--- TEXT SEGMENT ---
((

12) Testing that matches the contract (so you catch regressions before prod)
Your tests should read from the same contract file that Terraform uses.
Header smoke test idea
For each route:
- request
/api/health(or a lightweight endpoint) - assert baseline headers exist
- assert headers don’t accidentally duplicate or conflict
Pseudo-shell example:
#!/usr/bin/env bash
set -euo pipefail
URL="https://api.example.com/api/health"
headers=$(curl -s -D - "$URL" -o /dev/null)
echo "$headers" | grep -qi "strict-transport-security:"
echo "$headers" | grep -qi "x-content-type-options: nosniff"
echo "$headers" | grep -qi "referrer-policy:"
CORS smoke test idea
- OPTIONS with allowed origin → expect allow-origin = that origin
- OPTIONS with disallowed origin → expect no allow-origin (or a deny behavior)
WAF validation idea
- run in detection for a sprint
- confirm rule hits are understood and exceptions are scoped
- promote to prevention and ensure no false positives break core flows
13) The “tiny before/after” that actually reflects IaC
Before (NGINX Ingress snippets)
- behavior lives in scattered annotations
- hard to guarantee consistency across services
- changes are easy to make ad-hoc
metadata:
annotations:
nginx.ingress.kubernetes.io/proxy-body-size: "1m"
nginx.ingress.kubernetes.io/configuration-snippet: |
add_header Strict-Transport-Security "max-age=31536000; includeSubDomains" always;
add_header X-Content-Type-Options "nosniff" always;
After (Terraform-managed baseline)
- security headers live in App Gateway rewrite set (or Front Door rules if you choose)
- WAF policies live in Terraform
- cert lifecycle is Key Vault + managed identity
- tests ensure policy doesn’t regress
That’s the real upgrade: from “ingress config” → “platform policy as code.”
14) A realistic 30-day rollout (DevOps + IaC aligned)
Week 1 — Contract + module design
- build route inventory and encode it as
edge-contract.yml - design Terraform modules and variable schema
- define SLOs and regression tests
Week 2 — Provision parallel infrastructure
- deploy Front Door + WAF (Detection)
- deploy App Gateway + rewrite sets + diagnostics
- install/configure AGIC to target the gateway
- validate end-to-end in staging
Week 3 — Controlled traffic shift
- add second origin (old NGINX path) if doing weighted migration
- shift traffic gradually (5% → 25% → 50% → 100%)

))

(Records from a collection)
((

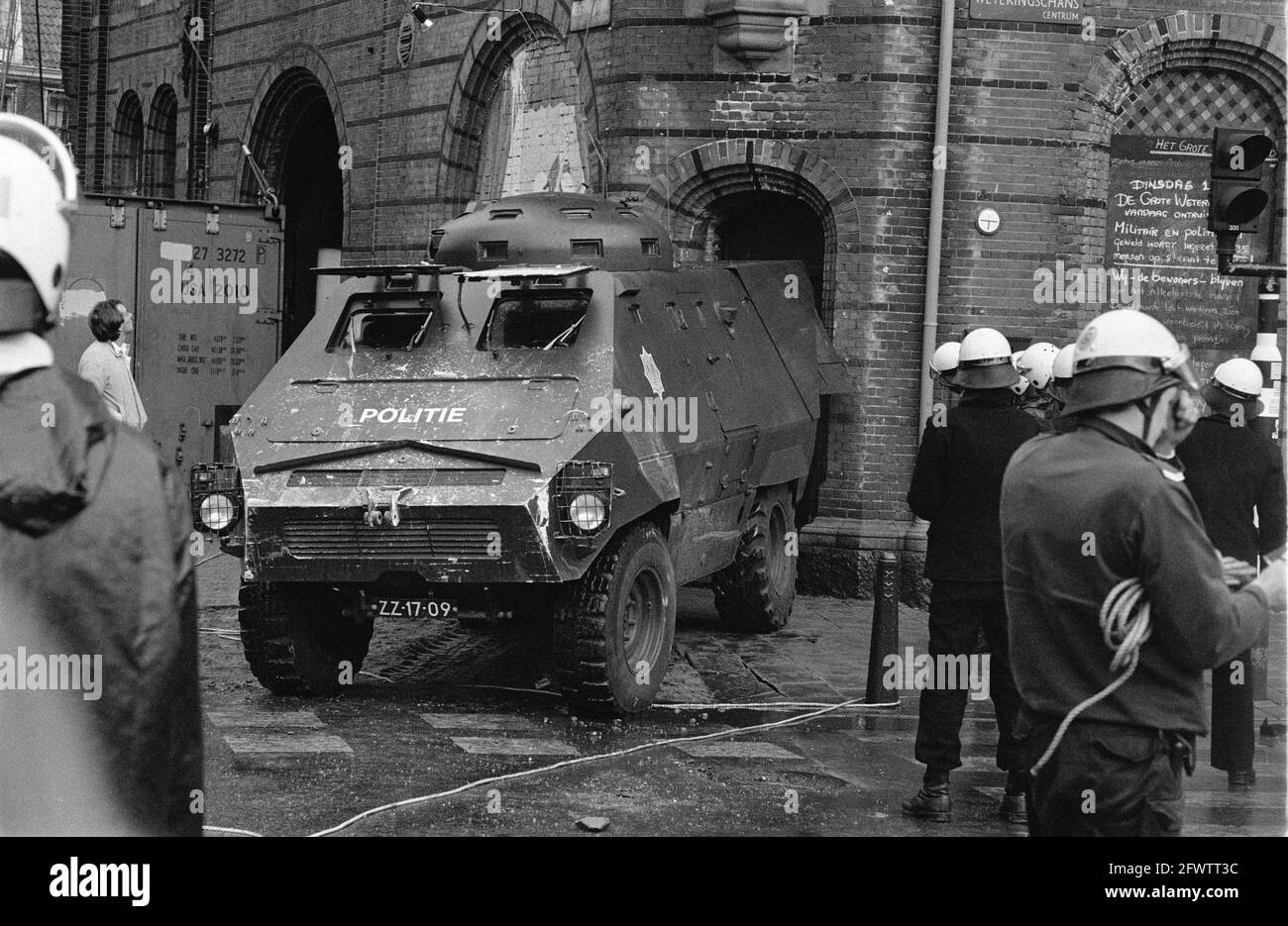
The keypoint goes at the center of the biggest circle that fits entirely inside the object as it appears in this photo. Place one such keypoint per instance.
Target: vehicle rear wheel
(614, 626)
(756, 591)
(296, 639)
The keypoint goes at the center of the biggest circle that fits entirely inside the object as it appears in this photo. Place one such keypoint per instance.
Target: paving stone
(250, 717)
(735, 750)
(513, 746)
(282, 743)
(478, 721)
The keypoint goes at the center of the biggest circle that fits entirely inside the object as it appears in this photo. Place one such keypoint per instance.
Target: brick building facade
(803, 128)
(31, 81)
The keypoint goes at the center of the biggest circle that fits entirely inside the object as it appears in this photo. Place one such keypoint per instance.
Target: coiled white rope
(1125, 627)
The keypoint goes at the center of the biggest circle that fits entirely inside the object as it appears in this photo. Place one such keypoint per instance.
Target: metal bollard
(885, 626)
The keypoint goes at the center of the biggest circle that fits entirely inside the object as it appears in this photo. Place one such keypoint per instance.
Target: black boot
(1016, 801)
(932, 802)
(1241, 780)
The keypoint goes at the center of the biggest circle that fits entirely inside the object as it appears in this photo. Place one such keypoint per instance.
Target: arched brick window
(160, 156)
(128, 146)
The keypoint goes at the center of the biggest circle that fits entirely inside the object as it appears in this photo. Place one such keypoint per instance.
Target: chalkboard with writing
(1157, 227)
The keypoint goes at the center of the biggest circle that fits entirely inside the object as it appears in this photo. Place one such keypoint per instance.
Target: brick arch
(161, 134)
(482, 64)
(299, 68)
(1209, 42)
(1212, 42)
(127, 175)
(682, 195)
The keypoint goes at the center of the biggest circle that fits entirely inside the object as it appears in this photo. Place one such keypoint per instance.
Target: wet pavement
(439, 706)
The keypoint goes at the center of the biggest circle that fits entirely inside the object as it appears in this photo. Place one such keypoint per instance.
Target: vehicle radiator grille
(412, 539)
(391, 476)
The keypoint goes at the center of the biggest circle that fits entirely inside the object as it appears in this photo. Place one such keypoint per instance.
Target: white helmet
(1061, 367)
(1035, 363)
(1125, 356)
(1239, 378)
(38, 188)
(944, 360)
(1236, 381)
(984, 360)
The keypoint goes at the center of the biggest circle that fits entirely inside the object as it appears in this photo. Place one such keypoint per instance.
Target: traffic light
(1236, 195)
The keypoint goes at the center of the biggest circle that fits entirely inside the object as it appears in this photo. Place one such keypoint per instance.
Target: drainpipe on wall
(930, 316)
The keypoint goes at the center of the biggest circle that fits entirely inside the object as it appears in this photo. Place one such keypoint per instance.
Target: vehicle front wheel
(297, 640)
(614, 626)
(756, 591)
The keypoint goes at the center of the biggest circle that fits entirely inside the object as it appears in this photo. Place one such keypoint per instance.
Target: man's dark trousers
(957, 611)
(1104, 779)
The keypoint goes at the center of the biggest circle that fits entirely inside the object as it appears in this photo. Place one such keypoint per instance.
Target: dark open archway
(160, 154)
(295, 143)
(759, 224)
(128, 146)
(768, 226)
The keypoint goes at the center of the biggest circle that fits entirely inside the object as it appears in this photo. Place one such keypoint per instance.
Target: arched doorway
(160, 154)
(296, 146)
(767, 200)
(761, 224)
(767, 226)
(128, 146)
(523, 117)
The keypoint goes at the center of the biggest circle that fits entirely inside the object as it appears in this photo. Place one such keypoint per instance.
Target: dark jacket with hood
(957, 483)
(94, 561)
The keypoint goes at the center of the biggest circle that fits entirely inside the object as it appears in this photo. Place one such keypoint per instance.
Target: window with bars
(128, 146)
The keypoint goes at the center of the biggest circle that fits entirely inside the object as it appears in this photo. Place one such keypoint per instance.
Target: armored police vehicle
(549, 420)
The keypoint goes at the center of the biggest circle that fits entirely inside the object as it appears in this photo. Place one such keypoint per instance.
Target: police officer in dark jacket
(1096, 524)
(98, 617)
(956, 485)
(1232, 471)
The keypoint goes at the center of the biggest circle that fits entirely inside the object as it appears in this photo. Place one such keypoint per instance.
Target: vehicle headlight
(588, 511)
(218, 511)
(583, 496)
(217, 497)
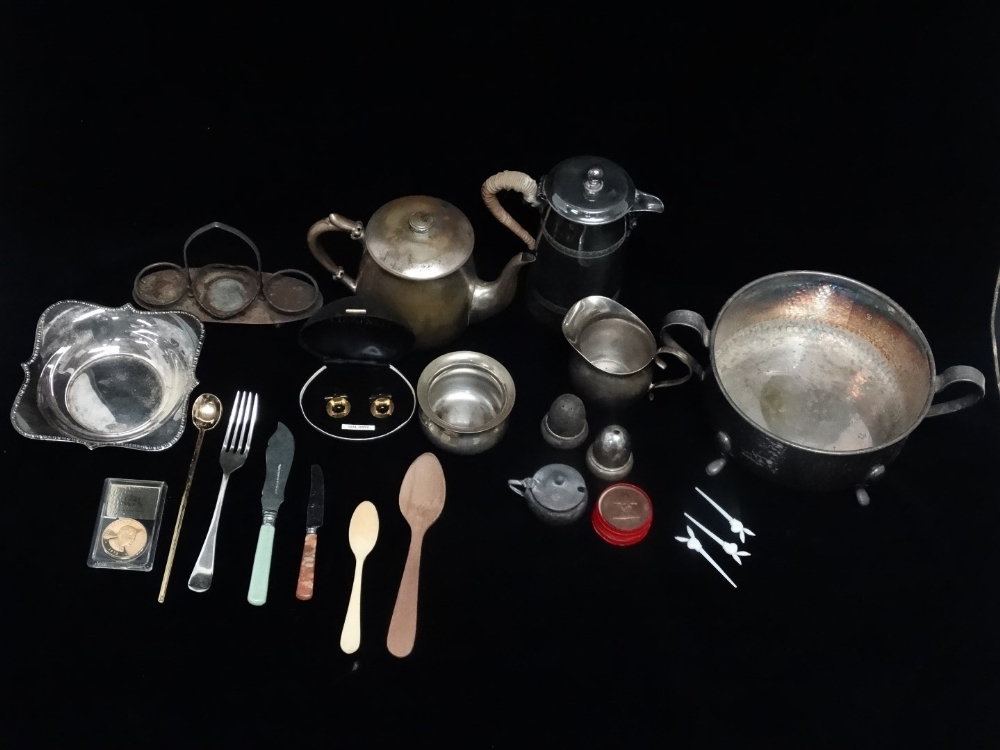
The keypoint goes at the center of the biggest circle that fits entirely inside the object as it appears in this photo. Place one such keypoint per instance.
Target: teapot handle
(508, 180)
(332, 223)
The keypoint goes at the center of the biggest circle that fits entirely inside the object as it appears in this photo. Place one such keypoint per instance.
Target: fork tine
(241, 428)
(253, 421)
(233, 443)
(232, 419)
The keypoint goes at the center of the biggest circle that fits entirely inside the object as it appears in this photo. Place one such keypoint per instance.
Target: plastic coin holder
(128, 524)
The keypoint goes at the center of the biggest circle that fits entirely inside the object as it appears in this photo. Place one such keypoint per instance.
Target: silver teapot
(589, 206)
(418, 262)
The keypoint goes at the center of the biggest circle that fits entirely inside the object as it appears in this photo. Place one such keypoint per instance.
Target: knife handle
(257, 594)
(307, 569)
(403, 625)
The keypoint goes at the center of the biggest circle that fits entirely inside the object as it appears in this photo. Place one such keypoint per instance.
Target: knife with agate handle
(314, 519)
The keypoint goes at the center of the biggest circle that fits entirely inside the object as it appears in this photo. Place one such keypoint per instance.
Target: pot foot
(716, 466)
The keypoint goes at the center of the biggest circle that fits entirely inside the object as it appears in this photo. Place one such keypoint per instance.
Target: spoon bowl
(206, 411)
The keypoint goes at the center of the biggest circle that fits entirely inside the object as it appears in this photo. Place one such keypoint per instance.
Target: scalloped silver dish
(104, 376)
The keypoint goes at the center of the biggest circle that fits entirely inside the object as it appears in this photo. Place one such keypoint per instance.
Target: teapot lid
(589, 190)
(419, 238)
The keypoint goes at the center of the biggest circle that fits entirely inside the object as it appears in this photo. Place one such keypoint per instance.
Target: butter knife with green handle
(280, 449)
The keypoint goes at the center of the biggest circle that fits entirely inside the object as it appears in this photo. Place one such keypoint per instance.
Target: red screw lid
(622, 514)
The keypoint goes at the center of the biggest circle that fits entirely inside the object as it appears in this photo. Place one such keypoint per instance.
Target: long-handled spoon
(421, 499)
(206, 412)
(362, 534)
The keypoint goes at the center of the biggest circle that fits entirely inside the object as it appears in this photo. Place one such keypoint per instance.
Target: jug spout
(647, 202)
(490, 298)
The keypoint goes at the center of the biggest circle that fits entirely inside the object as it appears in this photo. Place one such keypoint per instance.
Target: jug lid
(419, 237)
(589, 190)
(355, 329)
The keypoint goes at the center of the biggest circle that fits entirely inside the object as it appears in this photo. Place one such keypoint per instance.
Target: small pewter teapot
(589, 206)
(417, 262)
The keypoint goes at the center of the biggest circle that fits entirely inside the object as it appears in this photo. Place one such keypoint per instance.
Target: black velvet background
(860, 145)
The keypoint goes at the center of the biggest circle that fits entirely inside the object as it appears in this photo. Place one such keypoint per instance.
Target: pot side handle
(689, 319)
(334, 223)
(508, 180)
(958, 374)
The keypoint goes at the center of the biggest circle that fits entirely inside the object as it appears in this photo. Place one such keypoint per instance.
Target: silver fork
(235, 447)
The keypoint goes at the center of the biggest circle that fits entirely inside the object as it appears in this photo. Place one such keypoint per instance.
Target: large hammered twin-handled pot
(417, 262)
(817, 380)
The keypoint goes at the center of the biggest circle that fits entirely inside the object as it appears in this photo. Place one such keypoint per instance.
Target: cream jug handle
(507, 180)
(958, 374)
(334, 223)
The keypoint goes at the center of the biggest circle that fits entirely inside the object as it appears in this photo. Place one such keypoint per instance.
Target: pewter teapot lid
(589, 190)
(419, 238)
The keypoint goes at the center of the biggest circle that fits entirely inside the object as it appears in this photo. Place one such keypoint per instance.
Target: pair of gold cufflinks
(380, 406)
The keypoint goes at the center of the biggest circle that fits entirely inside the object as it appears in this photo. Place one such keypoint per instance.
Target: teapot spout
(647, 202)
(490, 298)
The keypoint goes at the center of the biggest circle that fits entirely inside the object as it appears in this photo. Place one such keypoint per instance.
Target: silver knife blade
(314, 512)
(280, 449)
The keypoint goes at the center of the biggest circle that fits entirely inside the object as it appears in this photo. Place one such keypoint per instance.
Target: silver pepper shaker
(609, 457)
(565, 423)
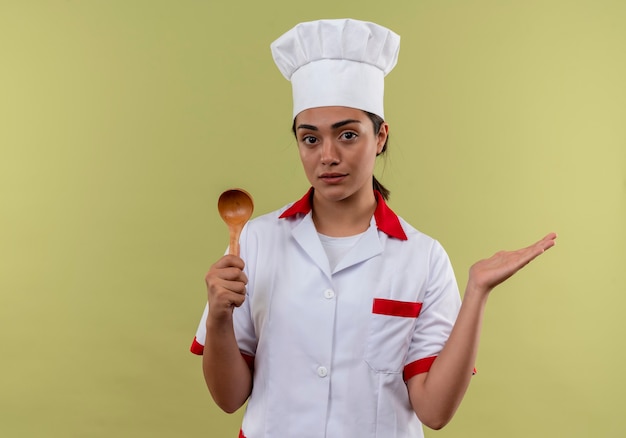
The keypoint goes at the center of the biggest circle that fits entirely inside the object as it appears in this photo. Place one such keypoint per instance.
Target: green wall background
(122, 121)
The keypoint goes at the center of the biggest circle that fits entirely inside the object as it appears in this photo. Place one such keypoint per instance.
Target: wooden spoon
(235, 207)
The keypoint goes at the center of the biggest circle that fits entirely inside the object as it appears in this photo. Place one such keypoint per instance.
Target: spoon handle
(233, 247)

))

--- WHAT TO DO ---
a – How would you translate this sentence from the infrastructure-as-code guide into Spanish: "Your tests should read from the same contract file that Terraform uses."
b – In the infrastructure-as-code guide, what steps does Week 3 use to shift traffic gradually?
c – Carry on the infrastructure-as-code guide from its final line.

--- ANSWERS PER TASK ---
a – Tus pruebas deberían leer del mismo archivo de contrato que usa Terraform.

b – 5% → 25% → 50% → 100%.

c –
- tune WAF exceptions (scoped + expiring) based on real logs
Week 4 — Enforce + harden
- promote WAF to Prevention in prod
- tighten request size/timeouts based on measured reality
- enable drift detection
- remove temporary exceptions and document runbooks
15) Common migration gotchas (the stuff that bites teams at 2am)
These aren’t theoretical; they’re the usual suspects:
- Forwarded headers differ (
X-Forwarded-For,X-Forwarded-Proto, host handling) → apps may generate wrong redirects or mixed-content issues - Path rewrite semantics differ →
/apivs/api/and normalization edge cases - Health probes: probe path/auth can accidentally mark backends unhealthy
- WebSockets / gRPC: require specific support and timeout expectations
- WAF false positives: especially around JSON bodies, JWTs, file uploads, and certain query patterns
- CORS duplication: if both edge and app add headers you can get inconsistent behavior
- Cert permissions: Key Vault access miswired → gateway can’t fetch cert → outage
DevOps response: make each of these a check in pre-prod, not a lesson learned in prod.
Takeaway
If Terraform shows up only in the last paragraph, it’ll feel unrelated. In a good migration, Terraform is the spine:
- it encodes the desired state (routes, policies, WAF mode, rewrites, cert wiring)
- it enables reviewable change (PRs + plan diffs)
- it enables safe delivery (progressive cutovers and easy rollback)
- it prevents drift (scheduled plans + alerts)
- it turns security controls into repeatable platform behavior
Ingress migrations are rare. Use them to upgrade your security posture and your delivery maturity in one go — and make the edge as boring, auditable, and testable as your application code.
If you want to continue this in the same direction, the next level is to make the edge-contract.yml the single source of truth and generate:
- Terraform route/rule inputs
- smoke tests (headers/CORS)
- documentation (route inventory)
…so policy, infrastructure, and tests literally cannot drift apart.